BEGIN Data shown

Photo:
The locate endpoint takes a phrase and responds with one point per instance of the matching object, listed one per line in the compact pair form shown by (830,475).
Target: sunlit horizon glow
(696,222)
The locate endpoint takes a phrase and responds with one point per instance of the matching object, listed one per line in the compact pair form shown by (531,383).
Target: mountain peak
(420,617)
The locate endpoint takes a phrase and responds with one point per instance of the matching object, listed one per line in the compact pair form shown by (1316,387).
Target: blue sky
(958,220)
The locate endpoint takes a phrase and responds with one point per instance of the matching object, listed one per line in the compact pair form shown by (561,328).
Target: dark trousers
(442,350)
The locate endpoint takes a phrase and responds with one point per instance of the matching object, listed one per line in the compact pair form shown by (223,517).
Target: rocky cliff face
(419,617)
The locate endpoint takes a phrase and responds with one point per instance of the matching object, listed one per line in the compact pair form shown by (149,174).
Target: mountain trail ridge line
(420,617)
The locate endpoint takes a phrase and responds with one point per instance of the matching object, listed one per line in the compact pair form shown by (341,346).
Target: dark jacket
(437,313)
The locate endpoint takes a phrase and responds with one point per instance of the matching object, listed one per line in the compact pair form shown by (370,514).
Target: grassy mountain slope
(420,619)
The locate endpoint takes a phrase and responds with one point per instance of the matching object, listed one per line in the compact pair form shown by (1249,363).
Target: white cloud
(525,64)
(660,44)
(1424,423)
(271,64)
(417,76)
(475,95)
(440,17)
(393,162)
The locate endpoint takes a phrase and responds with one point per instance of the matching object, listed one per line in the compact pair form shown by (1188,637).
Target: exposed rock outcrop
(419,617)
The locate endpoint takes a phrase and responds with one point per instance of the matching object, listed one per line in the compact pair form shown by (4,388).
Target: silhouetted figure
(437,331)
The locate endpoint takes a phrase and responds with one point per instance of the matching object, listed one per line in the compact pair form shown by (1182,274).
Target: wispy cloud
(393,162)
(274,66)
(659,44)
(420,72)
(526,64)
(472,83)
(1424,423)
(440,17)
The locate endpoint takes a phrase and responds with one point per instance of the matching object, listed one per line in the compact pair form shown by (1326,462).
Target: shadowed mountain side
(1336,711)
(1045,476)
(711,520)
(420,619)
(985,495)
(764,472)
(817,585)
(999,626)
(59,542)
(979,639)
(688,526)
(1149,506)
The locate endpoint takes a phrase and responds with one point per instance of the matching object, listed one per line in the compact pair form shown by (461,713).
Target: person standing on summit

END Data shown

What to work on :: Format every line of the items above as a numbered list, leaving out any blank lines.

Response to the task ::
1. Photo:
2. The locate endpoint takes a phrase and responds with one point per instance of the matching object, listed one per line in the compact pair form shown by (830,475).
3. Target: sunlit horizon glow
4. (696,222)
5. The locate endpoint takes a phrase and responds with one point per instance of the matching object, listed one per line in the compact pair form shown by (531,383).
6. Target: mountain peak
7. (420,617)
8. The locate endpoint takes a phrase and responds with one point per instance of the matching object, listed one per line in the compact pair form shown by (1316,387).
9. Target: blue sky
10. (958,220)
11. The locate endpoint takes a phrase and responds with one point per instance of the matching object, listed one per line in the compact pair form shown by (561,328).
12. Target: dark trousers
13. (442,350)
14. The locate endpoint takes a phrase and responds with one point per instance of the matching object, listed one per line in the compact pair form shown by (223,517).
15. Target: rocky cliff face
16. (419,617)
17. The locate endpoint takes a phrase and responds with one point per instance of the matching object, listed one per line in the compact pair form shown by (149,174).
18. Target: mountain trail ridge line
19. (420,617)
20. The locate endpoint takes a phrase and responds with one point per instance of the matching object, listed one per line in the compact pair form shown by (341,346).
21. Target: dark jacket
22. (437,313)
23. The locate endpoint takes a phrase and responds with one point per instance of the matching object, listed one per line in the compact pair form shown by (370,514).
24. Target: grassy mountain slope
25. (420,619)
26. The locate endpoint takes a phrase and responds with one point per instance of the matching object, listed one per line in the compact pair form shown by (1249,363).
27. Target: white cloud
28. (525,64)
29. (660,44)
30. (1424,423)
31. (271,64)
32. (417,76)
33. (475,95)
34. (440,17)
35. (393,162)
36. The locate endpoint takes a phrase and responds with one point per instance of the matching object, listed one per line in the compact pair form shown by (1188,637).
37. Target: exposed rock outcrop
38. (419,617)
39. The locate endpoint takes a phrase and responds with one point per instance of the matching object, listed one per line in the compact pair form shown by (4,388).
40. Target: silhouetted figure
41. (437,331)
42. The locate endpoint takes a phrase and responds with one point per instance of the matching object, listed one per line in the compact pair form shown by (1182,274).
43. Target: wispy cloud
44. (393,162)
45. (274,66)
46. (659,44)
47. (420,72)
48. (526,64)
49. (472,83)
50. (1424,423)
51. (440,17)
52. The locate endpoint takes a phrase and responds with one point per instance of the matching object, listed one per line in the compact pair form shown by (1326,462).
53. Target: shadowed mountain side
54. (1336,711)
55. (1045,476)
56. (711,520)
57. (420,619)
58. (985,495)
59. (764,472)
60. (817,585)
61. (999,626)
62. (59,542)
63. (979,639)
64. (688,526)
65. (1149,506)
66. The locate endpoint takes a phrase and responds with one point per instance of the matching object, listed one per line in the compact pair form shown by (461,713).
67. Target: person standing on summit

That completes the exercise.